──────── EXTRAIT CHOISI ────────

Cette situation interpelle toute la société congolaise. L’amélioration des conditions carcérales à Beni et ailleurs dans le pays dépasse la simple question humanitaire. Elle touche à l’essence même de notre justice et de notre conception des droits humains. Peut-on véritablement parler de réinsertion quand la survie quotidienne relève du miracle ?
L’initiative de l’ICCN ouvre cependant une brèche dans l’indifférence générale. Elle démontre que des solutions existent, que des institutions peuvent se mobiliser face à l’urgence. Mais cette action ponctuelle suffira-t-elle à enrayer l’hémorragie ? La malnutrition dans les prisons du Nord-Kivu nécessite une réponse structurelle et durable.
Alors que le soleil se couche sur la prison de Beni, une question persiste : combien de vies faudra-t-il encore perdre avant que des changements profonds ne s’opèrent ? L’assistance alimentaire apportée par l’ICCN est une lueur dans la nuit, mais elle ne doit pas rester un acte isolé. Elle doit devenir le point de départ d’une prise de conscience collective sur la nécessité de réformer en profondeur nos systèmes carcéraux.
La dignité des détenus congolais mérite plus que des solutions temporaires. Elle exige une remise en question fondamentale de notre approche de la justice et de l’humanité en milieu carcéral. Le chemin reste long, mais chaque geste de solidarité, comme celui de l’ICCN, nous rapproche un peu plus d’une justice véritablement réparatrice.

──────── ITEMS ────────

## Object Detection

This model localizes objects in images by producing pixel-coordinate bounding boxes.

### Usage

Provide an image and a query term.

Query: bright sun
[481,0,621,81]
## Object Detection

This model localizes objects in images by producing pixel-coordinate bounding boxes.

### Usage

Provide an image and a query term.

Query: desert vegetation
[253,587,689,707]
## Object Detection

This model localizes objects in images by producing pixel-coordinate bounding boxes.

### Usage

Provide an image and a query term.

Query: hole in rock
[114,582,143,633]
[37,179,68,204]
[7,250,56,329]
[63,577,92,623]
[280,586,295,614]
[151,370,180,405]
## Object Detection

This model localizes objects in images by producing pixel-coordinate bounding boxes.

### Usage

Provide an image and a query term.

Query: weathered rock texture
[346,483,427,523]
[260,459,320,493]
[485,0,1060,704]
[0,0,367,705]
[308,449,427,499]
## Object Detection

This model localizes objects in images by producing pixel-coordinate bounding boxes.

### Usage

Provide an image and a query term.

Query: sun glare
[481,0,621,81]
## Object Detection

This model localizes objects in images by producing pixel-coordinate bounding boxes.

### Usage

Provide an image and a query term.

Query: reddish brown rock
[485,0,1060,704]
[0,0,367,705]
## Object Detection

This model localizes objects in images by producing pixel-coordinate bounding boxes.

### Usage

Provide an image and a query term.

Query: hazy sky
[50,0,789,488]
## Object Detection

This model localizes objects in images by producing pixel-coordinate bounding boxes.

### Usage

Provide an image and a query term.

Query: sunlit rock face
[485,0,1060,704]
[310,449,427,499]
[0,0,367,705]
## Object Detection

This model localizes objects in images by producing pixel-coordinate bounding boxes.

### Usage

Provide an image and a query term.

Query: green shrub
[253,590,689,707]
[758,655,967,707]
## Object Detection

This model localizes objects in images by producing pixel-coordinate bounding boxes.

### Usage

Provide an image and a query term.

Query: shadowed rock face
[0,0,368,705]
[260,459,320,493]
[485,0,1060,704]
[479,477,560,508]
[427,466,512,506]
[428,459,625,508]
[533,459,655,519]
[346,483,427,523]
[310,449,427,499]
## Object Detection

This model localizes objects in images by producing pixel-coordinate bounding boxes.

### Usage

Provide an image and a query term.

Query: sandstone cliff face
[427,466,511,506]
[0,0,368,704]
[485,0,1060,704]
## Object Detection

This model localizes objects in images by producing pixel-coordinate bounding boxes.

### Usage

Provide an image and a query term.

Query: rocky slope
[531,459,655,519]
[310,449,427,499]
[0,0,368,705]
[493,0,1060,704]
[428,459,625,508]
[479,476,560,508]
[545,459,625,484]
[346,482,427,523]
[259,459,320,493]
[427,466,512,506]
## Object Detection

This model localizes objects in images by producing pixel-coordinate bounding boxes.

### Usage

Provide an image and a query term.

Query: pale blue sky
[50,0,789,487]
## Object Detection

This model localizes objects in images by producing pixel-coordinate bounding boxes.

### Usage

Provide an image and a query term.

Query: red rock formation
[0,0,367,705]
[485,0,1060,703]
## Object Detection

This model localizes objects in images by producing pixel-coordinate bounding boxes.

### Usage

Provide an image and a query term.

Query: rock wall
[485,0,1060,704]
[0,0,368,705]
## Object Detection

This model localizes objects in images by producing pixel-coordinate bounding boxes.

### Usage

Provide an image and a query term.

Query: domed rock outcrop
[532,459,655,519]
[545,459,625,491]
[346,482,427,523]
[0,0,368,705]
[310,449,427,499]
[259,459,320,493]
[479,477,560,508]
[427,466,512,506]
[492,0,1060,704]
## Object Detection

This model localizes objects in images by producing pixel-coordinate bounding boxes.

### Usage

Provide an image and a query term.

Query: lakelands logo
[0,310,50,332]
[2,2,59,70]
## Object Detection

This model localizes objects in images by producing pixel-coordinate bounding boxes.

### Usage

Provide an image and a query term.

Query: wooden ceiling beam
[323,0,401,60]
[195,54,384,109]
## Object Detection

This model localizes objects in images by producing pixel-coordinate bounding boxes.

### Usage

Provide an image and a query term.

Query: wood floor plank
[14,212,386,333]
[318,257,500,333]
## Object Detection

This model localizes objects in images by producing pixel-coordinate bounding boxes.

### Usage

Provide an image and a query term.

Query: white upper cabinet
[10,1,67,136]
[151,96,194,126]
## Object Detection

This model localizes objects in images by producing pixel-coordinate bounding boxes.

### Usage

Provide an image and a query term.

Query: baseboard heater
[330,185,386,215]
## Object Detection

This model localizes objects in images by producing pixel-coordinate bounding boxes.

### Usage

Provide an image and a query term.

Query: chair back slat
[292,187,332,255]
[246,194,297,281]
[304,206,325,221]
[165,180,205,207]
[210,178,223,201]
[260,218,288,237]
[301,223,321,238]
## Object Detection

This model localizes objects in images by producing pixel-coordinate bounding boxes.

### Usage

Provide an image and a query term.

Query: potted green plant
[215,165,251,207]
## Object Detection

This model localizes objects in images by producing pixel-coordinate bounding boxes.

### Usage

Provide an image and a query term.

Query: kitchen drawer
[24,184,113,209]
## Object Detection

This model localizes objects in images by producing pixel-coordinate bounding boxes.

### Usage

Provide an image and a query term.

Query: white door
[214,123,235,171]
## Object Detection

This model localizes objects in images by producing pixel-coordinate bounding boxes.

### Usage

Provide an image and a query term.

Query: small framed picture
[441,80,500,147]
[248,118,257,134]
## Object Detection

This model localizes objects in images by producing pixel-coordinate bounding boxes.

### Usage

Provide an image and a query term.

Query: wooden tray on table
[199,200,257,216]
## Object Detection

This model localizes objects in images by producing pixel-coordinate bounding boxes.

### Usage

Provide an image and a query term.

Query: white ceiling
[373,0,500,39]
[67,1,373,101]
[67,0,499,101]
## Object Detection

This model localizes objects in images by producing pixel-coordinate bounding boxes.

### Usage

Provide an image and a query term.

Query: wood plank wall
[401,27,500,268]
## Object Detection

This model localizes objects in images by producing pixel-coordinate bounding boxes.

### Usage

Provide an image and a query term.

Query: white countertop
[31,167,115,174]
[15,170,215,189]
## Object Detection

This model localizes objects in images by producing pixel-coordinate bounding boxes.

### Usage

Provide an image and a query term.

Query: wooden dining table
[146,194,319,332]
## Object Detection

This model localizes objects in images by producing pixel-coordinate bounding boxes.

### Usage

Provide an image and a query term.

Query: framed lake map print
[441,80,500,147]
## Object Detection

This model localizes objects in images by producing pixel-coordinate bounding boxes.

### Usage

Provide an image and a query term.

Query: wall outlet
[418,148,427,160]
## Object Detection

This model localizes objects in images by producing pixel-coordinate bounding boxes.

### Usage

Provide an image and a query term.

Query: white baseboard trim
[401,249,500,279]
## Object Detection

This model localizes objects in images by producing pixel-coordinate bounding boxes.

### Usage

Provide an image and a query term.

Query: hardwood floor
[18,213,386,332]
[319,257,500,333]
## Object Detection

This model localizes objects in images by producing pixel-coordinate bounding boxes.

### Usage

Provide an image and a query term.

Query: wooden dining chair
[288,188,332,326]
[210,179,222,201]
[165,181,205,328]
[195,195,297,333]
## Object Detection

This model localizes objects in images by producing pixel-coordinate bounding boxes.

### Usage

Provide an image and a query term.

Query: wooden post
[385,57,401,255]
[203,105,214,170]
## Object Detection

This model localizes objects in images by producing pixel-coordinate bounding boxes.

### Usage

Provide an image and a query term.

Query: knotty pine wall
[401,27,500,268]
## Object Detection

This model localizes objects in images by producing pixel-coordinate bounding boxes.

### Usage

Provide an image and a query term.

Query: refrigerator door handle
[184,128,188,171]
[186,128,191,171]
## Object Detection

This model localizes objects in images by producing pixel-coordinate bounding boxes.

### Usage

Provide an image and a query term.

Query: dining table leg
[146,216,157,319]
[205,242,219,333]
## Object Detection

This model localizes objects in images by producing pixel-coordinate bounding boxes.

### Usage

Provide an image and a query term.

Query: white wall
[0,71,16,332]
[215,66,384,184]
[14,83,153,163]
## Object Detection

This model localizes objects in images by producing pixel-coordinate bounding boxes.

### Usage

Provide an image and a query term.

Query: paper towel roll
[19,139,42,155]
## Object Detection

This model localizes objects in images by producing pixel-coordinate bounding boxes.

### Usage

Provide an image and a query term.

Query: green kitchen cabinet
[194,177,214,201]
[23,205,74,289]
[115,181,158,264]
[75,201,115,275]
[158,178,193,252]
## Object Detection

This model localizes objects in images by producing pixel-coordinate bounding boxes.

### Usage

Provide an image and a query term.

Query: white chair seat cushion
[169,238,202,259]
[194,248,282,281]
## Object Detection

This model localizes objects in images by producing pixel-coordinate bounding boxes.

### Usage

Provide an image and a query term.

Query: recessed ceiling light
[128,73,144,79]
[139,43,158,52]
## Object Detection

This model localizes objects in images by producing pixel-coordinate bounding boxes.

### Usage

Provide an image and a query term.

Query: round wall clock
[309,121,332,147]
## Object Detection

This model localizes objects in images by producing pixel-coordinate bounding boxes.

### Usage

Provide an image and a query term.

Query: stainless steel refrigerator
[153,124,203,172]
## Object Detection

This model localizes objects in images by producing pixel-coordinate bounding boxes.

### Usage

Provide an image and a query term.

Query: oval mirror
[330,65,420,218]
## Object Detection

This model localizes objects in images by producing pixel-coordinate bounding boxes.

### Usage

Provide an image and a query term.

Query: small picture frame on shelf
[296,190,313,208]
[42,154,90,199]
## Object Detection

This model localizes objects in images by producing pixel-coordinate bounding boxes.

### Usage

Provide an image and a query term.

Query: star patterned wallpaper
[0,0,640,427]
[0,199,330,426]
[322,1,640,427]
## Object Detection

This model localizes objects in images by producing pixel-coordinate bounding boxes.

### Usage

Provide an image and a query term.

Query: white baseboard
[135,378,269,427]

────────

● **TÂCHES À RÉALISER**:
A: Dans l'extrait, recopiez tout le passage qui va de « Cette situation interpelle » jusqu'à « structurelle et durable. ».
B: D'après l'extrait, quel organisme a apporté une aide alimentaire à la prison de Beni ?
C: Pour chacune de ces affirmations, dites si elle s'accorde avec l'extrait, en citant les mots qui le montrent : (i) la malnutrition dans les prisons du Nord-Kivu demande une réponse structurelle et durable ; (ii) l'aide de l'ICCN doit rester un acte isolé ; (iii) l'amélioration des conditions carcérales n'est qu'une question humanitaire.
Les items n'ont aucun lien avec l'extrait.

● **RÉPONSES AUX TÂCHES**:
A:
Cette situation interpelle toute la société congolaise. L’amélioration des conditions carcérales à Beni et ailleurs dans le pays dépasse la simple question humanitaire. Elle touche à l’essence même de notre justice et de notre conception des droits humains. Peut-on véritablement parler de réinsertion quand la survie quotidienne relève du miracle ?
L’initiative de l’ICCN ouvre cependant une brèche dans l’indifférence générale. Elle démontre que des solutions existent, que des institutions peuvent se mobiliser face à l’urgence. Mais cette action ponctuelle suffira-t-elle à enrayer l’hémorragie ? La malnutrition dans les prisons du Nord-Kivu nécessite une réponse structurelle et durable.

B: L'ICCN.

C:
(i) Oui : « La malnutrition dans les prisons du Nord-Kivu nécessite une réponse structurelle et durable. »
(ii) Non : « elle ne doit pas rester un acte isolé ».
(iii) Non : « dépasse la simple question humanitaire ».